▸ 必要な作業:
[a] 日曜討論の紹介文について、次の(i)〜(iii)がそれぞれ本文と合っているかを「はい」か「いいえ」で答え、判断の決め手となる本文の語句をそのまま引用すること。(i) 2024年3月の消費者物価指数は前年同月より2.6%上昇した。(ii) 早川氏は、景気はみんなの予想より良いと述べた。(iii) クラフト氏は、海外の見方は国内より悲観的だと述べた。
[b] 日曜討論の紹介文で「〜氏」と呼ばれ、発言が紹介されている人物を、漏れなくすべて挙げること。
[c] 日曜討論の紹介文から、「円相場はおととい午後5時時点」で始まり「なっている人も多いと述べた。」で終わる部分を、一字も変えずに書き写すこと。

▸ 読む抜粋:
"""

2024年5月19日放送 9:00 - 10:00 NHK総合

日曜討論
歴史的円安・物価高 今後の日本経済は

出演者
伊藤雅之 牛田茉友 
(オープニング)
オープニング

トヨタ自動車が日本の上場企業で初めてグループの営業利益5兆円を超えるなど好調な決算が相次いでいるが、日本経済の先行きについて経済団体のトップからは懸念の声も。先週発表されたGDPは4期連続のマイナスとなった。円安、物価高の構造的要因はどこにあるのか、日本経済を強くするために何が必要なのかを専門家と議論する。

キーワード
トヨタ自動車リーマン・ショック内閣府国内総生産新浪剛史東京証券取引所経済同友会
(日曜討論)
日本経済の現状は

円相場はおととい午後5時時点で1ドル155円81~83銭と円安が続いている。2024年3月の消費者物価指数は去年の同じ月より2.6%上昇、前月からは0.2ポイント縮小している。1-3月の実質GDP成長率は-2.0%と2期ぶりにマイナスとなった。新浪氏は株価は好調だが実体経済がついていっていない、中小企業にいかに価格転嫁を認めていくかがキーになるが先行きは厳しくなっていると述べた。清水氏は円安は日本経済に良いことだと教えてきたが大分変わってきている、貿易収支は黒字が続いてきたが大震災を機に構造が変わり輸入が多くなった、円安が日本経済に与える効果が変わっていることに気がつかなければいけないと述べた。早川氏はみんなが予想しているより景気はよくないと述べた。クラフト氏は今日本は大きな転換期にきている、海外の見方は国内よりは悲観的ではないと述べた。高山氏は相談に乗っていて非常にみんなが苦しんでいると感じると述べた。

キーワード
国内総生産消費者物価指数
企業への影響は

円安が企業に与える影響について。新浪氏はデフレの時代と違い企業は前向きに投資をしたいと思っている、日本はサプライチェーンの一角になる可能性がある、日本への投資のタイミングを逃さないと述べた。清水氏は円安の享受をみんなが出来ていないところが問題と述べた。クラフト氏は今の円安が増収減益の影響に変わりつつある、今までは増益だったのが仕入れコストが高くなって利益が増えなくなってきていると述べた。早川氏はこれだけ物価が上がり続けるとマイナスの影響は徐々に回ってくるので心配になっている人も多いと述べた。

"""

▸ 記録データ:
"""

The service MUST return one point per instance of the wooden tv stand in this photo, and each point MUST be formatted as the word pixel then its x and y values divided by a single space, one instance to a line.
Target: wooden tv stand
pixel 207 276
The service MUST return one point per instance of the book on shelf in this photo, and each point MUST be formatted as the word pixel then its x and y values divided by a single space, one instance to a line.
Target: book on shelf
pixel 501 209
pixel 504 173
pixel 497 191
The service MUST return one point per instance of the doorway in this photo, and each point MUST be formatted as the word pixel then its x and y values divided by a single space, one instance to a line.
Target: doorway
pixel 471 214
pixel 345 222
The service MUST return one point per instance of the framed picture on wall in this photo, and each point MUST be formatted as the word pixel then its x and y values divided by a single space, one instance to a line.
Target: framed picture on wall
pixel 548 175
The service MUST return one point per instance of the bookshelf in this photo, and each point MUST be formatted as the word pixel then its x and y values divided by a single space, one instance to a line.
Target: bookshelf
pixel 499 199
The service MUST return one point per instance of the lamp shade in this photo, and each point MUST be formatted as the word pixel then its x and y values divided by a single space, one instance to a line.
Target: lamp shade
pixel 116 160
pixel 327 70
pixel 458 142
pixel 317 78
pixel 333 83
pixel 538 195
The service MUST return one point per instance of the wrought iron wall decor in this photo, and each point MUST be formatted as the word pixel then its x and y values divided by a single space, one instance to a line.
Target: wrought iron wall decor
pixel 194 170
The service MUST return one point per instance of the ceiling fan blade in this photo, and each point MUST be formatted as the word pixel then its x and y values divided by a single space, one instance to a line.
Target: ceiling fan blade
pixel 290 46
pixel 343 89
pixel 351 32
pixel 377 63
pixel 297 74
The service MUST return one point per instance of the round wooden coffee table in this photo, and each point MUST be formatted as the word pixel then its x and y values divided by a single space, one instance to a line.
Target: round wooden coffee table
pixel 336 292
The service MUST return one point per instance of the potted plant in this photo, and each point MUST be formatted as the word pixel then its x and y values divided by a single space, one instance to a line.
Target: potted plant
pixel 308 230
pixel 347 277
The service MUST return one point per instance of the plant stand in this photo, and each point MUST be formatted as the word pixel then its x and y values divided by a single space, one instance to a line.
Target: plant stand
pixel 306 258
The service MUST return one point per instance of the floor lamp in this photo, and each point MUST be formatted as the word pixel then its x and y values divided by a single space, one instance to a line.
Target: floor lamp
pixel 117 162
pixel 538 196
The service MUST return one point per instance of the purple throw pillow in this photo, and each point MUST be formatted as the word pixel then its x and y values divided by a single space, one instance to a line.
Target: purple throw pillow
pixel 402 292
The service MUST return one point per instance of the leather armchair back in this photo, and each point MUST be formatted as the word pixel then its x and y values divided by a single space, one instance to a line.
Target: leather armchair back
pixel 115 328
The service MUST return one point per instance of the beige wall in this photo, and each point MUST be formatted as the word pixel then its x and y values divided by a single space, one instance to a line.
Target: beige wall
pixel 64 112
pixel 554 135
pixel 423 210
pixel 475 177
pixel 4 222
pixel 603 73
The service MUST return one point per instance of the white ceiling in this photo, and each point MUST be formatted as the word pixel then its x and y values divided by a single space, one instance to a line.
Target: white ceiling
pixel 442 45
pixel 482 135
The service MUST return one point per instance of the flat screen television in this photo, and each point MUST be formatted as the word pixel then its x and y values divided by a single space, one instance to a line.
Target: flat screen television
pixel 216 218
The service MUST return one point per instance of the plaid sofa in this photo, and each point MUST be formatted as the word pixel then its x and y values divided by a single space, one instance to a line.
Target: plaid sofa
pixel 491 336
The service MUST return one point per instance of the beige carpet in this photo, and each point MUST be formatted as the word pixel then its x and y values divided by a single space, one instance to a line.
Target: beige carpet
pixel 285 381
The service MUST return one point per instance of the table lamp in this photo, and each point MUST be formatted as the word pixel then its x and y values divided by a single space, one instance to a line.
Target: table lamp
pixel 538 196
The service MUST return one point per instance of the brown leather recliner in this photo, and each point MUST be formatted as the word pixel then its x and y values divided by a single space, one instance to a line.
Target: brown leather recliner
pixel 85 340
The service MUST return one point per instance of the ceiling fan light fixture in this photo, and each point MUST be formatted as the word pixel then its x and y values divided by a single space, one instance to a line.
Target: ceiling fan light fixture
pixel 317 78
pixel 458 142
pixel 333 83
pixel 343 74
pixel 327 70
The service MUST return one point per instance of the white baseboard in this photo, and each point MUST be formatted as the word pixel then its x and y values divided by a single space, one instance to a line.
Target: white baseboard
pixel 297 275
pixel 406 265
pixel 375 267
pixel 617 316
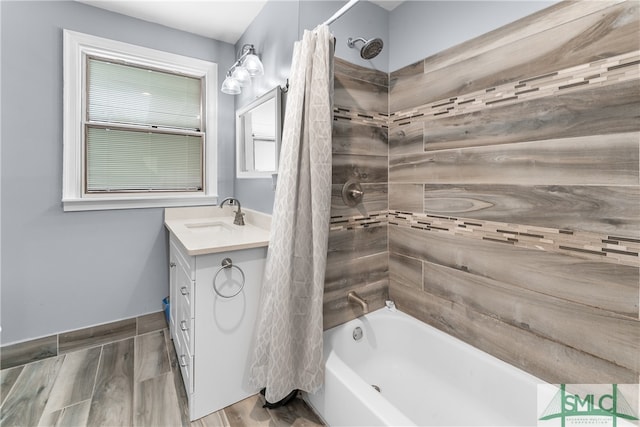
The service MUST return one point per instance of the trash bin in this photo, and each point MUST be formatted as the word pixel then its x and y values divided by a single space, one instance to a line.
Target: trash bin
pixel 166 307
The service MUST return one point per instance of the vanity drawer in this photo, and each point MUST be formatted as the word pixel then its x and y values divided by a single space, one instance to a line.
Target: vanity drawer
pixel 184 292
pixel 185 361
pixel 184 325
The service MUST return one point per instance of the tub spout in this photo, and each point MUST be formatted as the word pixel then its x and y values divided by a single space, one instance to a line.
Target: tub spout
pixel 354 298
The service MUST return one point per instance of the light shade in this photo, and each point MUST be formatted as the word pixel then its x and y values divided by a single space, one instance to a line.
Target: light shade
pixel 242 76
pixel 253 65
pixel 230 86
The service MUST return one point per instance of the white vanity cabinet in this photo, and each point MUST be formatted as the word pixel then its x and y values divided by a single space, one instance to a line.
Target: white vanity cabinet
pixel 212 334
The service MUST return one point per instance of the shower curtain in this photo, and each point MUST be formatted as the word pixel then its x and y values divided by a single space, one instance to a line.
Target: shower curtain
pixel 287 351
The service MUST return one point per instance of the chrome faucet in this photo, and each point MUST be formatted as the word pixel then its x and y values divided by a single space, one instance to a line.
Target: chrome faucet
pixel 239 219
pixel 354 298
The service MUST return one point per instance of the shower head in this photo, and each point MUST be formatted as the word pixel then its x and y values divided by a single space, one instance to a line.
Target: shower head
pixel 370 49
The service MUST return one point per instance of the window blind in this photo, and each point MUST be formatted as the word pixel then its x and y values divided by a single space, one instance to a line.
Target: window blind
pixel 126 94
pixel 143 130
pixel 119 160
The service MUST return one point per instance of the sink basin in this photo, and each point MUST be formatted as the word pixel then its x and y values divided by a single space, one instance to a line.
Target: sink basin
pixel 215 226
pixel 208 229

"""

▸ 回答一覧:
[a]
(i) はい。「2024年3月の消費者物価指数は去年の同じ月より2.6%上昇」
(ii) いいえ。「みんなが予想しているより景気はよくない」
(iii) いいえ。「海外の見方は国内よりは悲観的ではない」

[b] 新浪氏、清水氏、早川氏、クラフト氏、高山氏

[c]
円相場はおととい午後5時時点で1ドル155円81~83銭と円安が続いている。2024年3月の消費者物価指数は去年の同じ月より2.6%上昇、前月からは0.2ポイント縮小している。1-3月の実質GDP成長率は-2.0%と2期ぶりにマイナスとなった。新浪氏は株価は好調だが実体経済がついていっていない、中小企業にいかに価格転嫁を認めていくかがキーになるが先行きは厳しくなっていると述べた。清水氏は円安は日本経済に良いことだと教えてきたが大分変わってきている、貿易収支は黒字が続いてきたが大震災を機に構造が変わり輸入が多くなった、円安が日本経済に与える効果が変わっていることに気がつかなければいけないと述べた。早川氏はみんなが予想しているより景気はよくないと述べた。クラフト氏は今日本は大きな転換期にきている、海外の見方は国内よりは悲観的ではないと述べた。高山氏は相談に乗っていて非常にみんなが苦しんでいると感じると述べた。

キーワード
国内総生産消費者物価指数
企業への影響は

円安が企業に与える影響について。新浪氏はデフレの時代と違い企業は前向きに投資をしたいと思っている、日本はサプライチェーンの一角になる可能性がある、日本への投資のタイミングを逃さないと述べた。清水氏は円安の享受をみんなが出来ていないところが問題と述べた。クラフト氏は今の円安が増収減益の影響に変わりつつある、今までは増益だったのが仕入れコストが高くなって利益が増えなくなってきていると述べた。早川氏はこれだけ物価が上がり続けるとマイナスの影響は徐々に回ってくるので心配になっている人も多いと述べた。